Data listing:
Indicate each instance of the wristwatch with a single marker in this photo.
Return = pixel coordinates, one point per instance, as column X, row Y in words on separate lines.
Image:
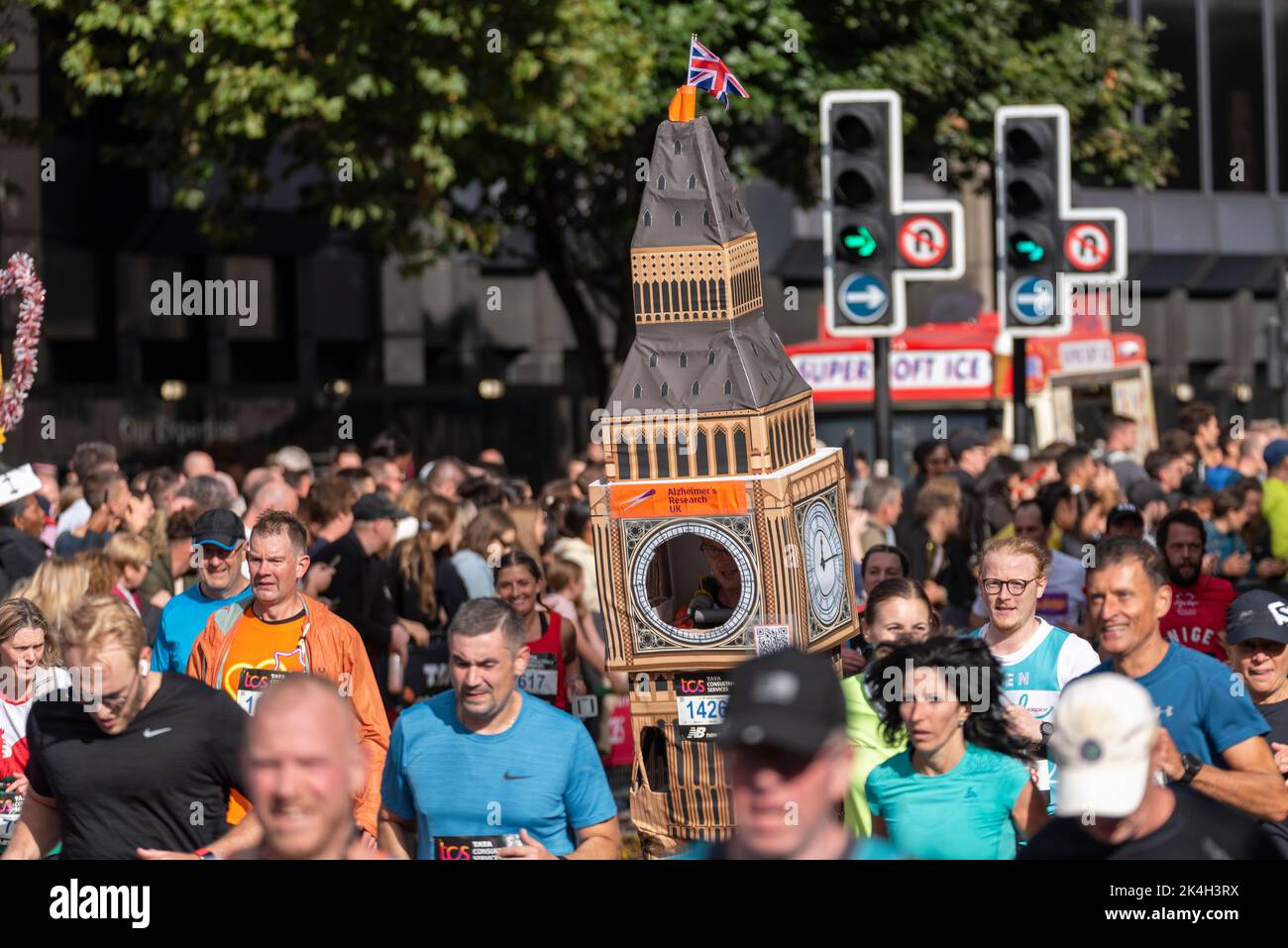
column 1047, row 729
column 1193, row 764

> _THE TASK_
Output every line of the data above as a Markdown table with two columns, No. and Line, numbering each row and skipping blank lines. Leave the pictures out.

> _FINISHED TASK_
| No. | Line |
|---|---|
| 1 | Indicate each instance of the wristwatch with a single marker in this photo. |
| 2 | Return = pixel coordinates, one point per instance, as column X, row Y in words on separate lines. |
| 3 | Image: |
| 4 | column 1047, row 729 |
| 5 | column 1193, row 764 |